◆ Work to be completed: Please translate this sentence from the court opinion passage below into Spanish: "We affirm summary judgment on the claims of strict liability and public nuisance."

◆ Page excerpt:
-- Start --
We affirm summary judgment on the claims of strict liability and public nuisance. The storage of lawfully obtained, unloaded weapons on one's property is not an ultrahazardous activity of the type to which we would apply a theory of strict liability. Nor does such storage (at least on the facts presented here) create a public nuisance. Consequently, if the case can proceed at all, it must proceed on the claim that Kask was negligent in ensuring the proper storage of firearms kept on her property. The survival of that claim, in turn, depends on whether Kask had a duty of reasonable care.
-- End --
◆ Entries supplied:
-- Start --
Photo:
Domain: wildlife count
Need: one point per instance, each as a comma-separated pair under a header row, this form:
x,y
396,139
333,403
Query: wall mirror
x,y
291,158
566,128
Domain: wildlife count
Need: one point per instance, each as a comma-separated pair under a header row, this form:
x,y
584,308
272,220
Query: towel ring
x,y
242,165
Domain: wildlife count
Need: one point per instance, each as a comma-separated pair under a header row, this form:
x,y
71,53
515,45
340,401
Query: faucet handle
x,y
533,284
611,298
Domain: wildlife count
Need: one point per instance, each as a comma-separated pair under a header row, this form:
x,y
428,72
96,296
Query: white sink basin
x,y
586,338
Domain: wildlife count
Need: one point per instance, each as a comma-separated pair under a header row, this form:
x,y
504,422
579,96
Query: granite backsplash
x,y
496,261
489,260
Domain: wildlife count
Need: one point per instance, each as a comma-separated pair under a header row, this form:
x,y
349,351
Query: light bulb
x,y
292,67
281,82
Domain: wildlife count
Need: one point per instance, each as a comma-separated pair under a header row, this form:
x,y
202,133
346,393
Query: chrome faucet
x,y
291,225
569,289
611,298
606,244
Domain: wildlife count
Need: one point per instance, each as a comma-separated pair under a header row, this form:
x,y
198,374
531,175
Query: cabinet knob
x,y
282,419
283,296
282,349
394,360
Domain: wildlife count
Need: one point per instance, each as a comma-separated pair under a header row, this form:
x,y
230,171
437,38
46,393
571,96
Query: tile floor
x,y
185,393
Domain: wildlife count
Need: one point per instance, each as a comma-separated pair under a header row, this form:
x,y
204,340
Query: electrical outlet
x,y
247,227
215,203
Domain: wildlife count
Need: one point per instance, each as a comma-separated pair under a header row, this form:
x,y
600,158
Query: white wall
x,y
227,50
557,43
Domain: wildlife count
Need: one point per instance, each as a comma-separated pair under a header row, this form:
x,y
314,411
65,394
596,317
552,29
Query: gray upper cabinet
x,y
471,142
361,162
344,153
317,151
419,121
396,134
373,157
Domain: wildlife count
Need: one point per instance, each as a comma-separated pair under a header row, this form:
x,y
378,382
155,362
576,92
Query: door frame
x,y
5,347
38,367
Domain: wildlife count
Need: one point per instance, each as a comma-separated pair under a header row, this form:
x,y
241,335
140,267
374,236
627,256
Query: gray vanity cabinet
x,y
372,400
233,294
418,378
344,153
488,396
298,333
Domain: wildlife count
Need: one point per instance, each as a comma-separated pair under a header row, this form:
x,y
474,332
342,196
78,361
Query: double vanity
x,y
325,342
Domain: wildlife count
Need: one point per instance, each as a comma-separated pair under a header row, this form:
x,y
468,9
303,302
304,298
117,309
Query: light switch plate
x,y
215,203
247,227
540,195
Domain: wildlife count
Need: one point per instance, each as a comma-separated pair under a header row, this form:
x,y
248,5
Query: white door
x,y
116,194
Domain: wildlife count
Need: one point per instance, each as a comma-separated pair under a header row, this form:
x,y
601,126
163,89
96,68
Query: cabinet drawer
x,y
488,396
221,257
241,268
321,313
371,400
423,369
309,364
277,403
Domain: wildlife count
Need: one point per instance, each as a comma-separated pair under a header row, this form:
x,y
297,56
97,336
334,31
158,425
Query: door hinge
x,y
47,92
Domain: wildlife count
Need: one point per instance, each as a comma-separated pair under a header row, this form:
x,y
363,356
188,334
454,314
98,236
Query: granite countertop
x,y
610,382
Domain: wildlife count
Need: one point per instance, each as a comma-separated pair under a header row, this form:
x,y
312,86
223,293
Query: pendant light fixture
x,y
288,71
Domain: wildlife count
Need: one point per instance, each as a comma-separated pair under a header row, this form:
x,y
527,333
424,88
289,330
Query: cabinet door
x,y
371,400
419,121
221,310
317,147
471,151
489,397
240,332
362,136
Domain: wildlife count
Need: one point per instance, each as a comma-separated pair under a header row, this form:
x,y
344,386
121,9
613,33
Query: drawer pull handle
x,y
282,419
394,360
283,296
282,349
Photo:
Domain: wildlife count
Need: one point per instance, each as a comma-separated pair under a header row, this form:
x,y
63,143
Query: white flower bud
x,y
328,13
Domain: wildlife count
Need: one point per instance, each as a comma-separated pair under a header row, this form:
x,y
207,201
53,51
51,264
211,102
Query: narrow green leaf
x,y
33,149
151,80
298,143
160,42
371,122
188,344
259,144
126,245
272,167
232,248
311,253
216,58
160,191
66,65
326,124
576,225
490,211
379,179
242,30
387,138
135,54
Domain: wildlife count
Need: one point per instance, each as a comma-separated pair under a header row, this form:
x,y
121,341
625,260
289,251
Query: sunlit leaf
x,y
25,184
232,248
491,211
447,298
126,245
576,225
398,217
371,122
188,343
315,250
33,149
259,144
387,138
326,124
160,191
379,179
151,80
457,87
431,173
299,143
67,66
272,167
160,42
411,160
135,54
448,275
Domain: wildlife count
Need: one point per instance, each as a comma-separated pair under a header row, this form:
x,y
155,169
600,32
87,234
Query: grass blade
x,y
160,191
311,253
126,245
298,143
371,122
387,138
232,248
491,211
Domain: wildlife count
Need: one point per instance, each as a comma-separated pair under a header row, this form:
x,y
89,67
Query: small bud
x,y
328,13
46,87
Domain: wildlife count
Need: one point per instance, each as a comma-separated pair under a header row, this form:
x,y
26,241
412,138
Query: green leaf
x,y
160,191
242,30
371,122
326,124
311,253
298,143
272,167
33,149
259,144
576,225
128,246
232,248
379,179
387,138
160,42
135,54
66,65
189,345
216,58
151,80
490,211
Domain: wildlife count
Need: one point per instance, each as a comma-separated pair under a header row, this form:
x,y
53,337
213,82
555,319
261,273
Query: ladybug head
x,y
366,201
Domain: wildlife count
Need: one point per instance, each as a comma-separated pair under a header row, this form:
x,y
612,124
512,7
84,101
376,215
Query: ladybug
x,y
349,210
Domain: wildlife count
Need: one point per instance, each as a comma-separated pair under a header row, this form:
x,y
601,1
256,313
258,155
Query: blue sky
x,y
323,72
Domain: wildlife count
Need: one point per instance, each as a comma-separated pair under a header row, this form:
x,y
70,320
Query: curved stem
-- End --
◆ Complete output: Confirmamos la sentencia sumaria respecto de las pretensiones de responsabilidad objetiva y de perjuicio público.